▶ SOURCE
==================================================

With the waves of change and winds of uncertainty buffeting us these days, I’m reminded of two “go-to” Scripture passages that I often reflect on in times like this:
“On that day, as evening drew on, he said to them, ‘Let us cross to the other side.’ Leaving the crowd, they took him with them in the boat just as he was. And other boats were with him. A violent squall came up and waves were breaking over the boat, so that it was already filling up. Jesus was in the stern, asleep on a cushion. They woke him and said to him, ‘Teacher, do you not care that we are perishing?’ He woke up, rebuked the wind, and said to the sea, ‘Quiet! Be still!’ The wind ceased and there was great calm. Then he asked them, ‘Why are you terrified? Do you not yet have faith?’ They were filled with great awe and said to one another, ‘Who then is this whom even wind and sea obey?’” (Mark 4: 35-41)
“Then he made the disciples get into the boat and precede him to the other side, while he dismissed the crowds. After doing so, he went up on the mountain by himself to pray. When it was evening, he was there alone. Meanwhile the boat, already a few miles offshore, was being tossed about by the waves, for the wind was against it. During the fourth watch of the night, he came toward them, walking on the sea. When the disciples saw him walking on the sea, they were terrified. ‘It is a ghost,’ they said, and they cried out in fear. At once [Jesus] spoke to them, ‘Take courage, it is I; do not be afraid.’ Peter said to him in reply, ‘Lord, if it is you, command me to come to you on the water.’ He said, ‘Come.’ Peter got out of the boat and began to walk on the water toward Jesus. But when he saw how [strong] the wind was he became frightened; and, beginning to sink, he cried out, ‘Lord, save me!’ Immediately Jesus stretched out his hand and caught him, and said to him, ‘O you of little faith, why did you doubt?’” (Matthew 14: 22-31)

==================================================

▶ TASK 1
Using the reflection, answer each of these:
(a) In the passage from Mark, where in the boat was Jesus during the squall, and what was he doing?
(b) In the passage from Matthew, during which watch of the night did Jesus come toward the disciples?
(c) What did Peter cry out as he began to sink?
▶ TASK 2
Reproduce the reflection's wording between "With the waves" and "(Mark 4: 35-41)", inclusive.
Rely only on the reflection for what comes next.

(Labeled-object pointing entries)
==================================================

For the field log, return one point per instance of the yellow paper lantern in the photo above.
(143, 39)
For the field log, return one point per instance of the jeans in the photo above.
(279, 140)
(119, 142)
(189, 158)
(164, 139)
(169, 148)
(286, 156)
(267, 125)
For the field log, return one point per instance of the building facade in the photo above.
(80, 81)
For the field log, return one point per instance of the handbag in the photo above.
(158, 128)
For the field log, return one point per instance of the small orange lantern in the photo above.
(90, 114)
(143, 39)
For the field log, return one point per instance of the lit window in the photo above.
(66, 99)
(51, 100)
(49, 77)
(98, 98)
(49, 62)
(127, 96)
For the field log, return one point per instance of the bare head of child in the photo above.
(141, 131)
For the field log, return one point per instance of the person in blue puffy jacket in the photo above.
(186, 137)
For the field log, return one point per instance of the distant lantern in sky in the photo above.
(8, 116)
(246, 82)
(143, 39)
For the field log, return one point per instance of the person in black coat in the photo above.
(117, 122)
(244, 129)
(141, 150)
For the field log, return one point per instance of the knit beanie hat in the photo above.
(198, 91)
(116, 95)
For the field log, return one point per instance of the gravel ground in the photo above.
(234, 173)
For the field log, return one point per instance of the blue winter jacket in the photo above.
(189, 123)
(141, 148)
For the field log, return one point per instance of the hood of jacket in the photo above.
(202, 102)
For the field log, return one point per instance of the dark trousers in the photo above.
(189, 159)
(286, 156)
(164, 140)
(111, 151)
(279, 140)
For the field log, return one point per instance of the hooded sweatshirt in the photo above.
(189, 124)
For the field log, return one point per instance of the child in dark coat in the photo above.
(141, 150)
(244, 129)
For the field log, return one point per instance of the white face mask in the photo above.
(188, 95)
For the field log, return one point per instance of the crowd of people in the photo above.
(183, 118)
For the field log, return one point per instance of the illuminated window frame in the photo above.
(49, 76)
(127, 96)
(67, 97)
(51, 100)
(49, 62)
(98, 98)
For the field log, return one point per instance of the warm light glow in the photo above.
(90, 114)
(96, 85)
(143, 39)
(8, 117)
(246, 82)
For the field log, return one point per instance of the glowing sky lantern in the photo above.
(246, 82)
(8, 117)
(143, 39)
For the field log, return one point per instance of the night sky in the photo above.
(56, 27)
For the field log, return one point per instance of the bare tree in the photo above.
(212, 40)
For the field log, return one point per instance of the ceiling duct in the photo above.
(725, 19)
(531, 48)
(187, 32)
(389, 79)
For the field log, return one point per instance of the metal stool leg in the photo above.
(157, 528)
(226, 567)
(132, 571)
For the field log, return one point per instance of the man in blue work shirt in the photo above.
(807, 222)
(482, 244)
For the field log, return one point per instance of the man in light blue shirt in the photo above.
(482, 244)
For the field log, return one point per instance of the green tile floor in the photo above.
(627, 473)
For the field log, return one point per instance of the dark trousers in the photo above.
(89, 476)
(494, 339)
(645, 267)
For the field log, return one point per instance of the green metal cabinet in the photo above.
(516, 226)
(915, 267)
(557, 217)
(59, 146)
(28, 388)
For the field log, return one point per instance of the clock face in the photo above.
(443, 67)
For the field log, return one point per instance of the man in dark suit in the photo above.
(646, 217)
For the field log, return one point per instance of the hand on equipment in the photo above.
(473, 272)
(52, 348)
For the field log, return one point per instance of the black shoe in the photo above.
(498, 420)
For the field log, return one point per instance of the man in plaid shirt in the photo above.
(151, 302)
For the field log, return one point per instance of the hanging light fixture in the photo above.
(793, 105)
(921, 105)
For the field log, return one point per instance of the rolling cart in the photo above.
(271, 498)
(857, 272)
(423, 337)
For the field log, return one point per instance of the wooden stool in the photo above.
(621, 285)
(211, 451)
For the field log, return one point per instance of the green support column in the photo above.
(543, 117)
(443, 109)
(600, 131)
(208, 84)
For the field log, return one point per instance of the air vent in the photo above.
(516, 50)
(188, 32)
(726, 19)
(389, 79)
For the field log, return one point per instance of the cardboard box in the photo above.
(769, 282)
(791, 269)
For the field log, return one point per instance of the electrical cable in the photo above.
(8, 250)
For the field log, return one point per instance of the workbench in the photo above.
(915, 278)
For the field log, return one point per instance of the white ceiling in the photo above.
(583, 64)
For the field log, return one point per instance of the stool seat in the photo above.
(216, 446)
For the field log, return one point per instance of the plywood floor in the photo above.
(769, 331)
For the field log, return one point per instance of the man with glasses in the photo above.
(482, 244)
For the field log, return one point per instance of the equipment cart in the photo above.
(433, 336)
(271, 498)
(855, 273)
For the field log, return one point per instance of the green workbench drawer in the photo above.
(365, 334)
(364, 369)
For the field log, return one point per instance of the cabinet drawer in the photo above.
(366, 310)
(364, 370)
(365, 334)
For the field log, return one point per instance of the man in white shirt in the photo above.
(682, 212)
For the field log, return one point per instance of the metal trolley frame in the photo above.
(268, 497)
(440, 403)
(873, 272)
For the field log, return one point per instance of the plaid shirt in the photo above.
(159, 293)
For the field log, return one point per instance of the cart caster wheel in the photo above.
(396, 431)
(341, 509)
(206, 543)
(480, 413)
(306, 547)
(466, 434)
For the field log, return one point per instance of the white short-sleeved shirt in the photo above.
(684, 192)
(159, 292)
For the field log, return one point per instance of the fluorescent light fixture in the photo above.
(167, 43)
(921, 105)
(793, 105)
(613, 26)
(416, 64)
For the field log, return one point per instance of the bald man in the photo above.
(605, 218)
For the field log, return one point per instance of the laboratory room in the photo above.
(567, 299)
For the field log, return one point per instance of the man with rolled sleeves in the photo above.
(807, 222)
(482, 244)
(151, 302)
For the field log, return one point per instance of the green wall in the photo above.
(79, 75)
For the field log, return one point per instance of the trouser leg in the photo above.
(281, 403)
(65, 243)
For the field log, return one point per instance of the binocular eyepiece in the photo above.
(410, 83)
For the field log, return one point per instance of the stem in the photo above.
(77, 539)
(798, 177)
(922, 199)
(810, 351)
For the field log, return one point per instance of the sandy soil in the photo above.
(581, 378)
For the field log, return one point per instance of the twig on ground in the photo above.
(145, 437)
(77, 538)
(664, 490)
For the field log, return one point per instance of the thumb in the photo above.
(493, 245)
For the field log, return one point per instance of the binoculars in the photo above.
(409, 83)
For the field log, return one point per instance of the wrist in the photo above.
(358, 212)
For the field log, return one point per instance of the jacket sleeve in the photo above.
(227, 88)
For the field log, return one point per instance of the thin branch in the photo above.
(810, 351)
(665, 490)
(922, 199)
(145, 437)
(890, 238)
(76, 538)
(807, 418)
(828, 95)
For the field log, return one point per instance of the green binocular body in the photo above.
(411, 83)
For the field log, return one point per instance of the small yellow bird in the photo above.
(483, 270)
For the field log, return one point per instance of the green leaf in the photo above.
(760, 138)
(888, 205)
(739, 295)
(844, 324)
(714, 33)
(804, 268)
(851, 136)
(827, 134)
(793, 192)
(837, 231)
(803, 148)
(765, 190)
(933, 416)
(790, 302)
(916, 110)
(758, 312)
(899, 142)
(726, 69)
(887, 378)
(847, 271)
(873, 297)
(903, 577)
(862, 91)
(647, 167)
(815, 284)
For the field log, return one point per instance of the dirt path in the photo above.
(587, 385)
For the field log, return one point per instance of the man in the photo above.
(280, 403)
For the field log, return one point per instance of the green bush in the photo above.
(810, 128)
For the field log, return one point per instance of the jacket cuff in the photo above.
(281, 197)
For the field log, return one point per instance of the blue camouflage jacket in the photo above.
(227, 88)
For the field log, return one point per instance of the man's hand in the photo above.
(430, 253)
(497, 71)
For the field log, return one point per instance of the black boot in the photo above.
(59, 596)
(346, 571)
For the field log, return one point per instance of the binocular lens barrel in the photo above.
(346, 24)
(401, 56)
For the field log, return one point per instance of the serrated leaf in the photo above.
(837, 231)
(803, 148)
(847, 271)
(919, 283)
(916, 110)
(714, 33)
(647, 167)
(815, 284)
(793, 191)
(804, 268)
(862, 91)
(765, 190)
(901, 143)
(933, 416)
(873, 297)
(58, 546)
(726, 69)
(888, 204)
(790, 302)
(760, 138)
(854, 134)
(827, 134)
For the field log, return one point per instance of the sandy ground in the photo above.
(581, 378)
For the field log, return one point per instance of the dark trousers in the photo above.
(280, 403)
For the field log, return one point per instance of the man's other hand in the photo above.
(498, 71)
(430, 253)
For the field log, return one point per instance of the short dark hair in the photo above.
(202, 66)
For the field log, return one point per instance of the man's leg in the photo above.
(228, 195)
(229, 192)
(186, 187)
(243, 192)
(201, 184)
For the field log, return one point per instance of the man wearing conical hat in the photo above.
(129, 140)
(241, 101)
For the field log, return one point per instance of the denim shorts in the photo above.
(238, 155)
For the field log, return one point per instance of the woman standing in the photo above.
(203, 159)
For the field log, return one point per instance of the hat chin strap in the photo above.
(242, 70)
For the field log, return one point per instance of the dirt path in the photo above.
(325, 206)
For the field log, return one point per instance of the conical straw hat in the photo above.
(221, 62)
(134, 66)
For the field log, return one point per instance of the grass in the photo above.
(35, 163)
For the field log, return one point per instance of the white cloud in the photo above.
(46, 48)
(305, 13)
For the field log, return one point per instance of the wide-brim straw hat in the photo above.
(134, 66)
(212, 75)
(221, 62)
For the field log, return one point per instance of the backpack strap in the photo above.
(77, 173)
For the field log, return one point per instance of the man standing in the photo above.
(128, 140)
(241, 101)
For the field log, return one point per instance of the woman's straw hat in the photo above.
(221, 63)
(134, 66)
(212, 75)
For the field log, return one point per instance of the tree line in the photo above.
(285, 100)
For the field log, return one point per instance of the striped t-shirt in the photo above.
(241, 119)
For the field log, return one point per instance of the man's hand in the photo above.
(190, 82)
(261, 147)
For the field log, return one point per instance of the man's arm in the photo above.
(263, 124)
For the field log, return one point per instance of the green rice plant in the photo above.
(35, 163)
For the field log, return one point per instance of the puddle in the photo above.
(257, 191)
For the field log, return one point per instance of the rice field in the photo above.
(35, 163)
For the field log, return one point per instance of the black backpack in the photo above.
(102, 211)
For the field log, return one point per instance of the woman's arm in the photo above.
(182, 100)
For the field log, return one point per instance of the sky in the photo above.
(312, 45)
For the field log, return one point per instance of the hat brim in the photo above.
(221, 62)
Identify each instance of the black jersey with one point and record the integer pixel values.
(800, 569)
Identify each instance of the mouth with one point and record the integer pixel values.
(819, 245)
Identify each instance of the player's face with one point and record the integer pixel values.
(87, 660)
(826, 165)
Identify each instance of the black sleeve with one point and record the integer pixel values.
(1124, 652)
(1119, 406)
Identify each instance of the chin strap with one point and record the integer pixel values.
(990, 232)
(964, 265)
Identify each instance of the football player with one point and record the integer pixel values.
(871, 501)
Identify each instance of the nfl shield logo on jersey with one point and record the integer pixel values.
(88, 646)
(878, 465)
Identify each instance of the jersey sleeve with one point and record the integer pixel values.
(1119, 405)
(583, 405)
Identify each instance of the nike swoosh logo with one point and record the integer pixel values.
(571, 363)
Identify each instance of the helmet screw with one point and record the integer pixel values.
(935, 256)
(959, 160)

==================================================

▶ EXERCISE RESPONSE 1
(a) He was in the stern, asleep on a cushion.
(b) The fourth watch.
(c) "Lord, save me!"

▶ EXERCISE RESPONSE 2
With the waves of change and winds of uncertainty buffeting us these days, I’m reminded of two “go-to” Scripture passages that I often reflect on in times like this:
“On that day, as evening drew on, he said to them, ‘Let us cross to the other side.’ Leaving the crowd, they took him with them in the boat just as he was. And other boats were with him. A violent squall came up and waves were breaking over the boat, so that it was already filling up. Jesus was in the stern, asleep on a cushion. They woke him and said to him, ‘Teacher, do you not care that we are perishing?’ He woke up, rebuked the wind, and said to the sea, ‘Quiet! Be still!’ The wind ceased and there was great calm. Then he asked them, ‘Why are you terrified? Do you not yet have faith?’ They were filled with great awe and said to one another, ‘Who then is this whom even wind and sea obey?’” (Mark 4: 35-41)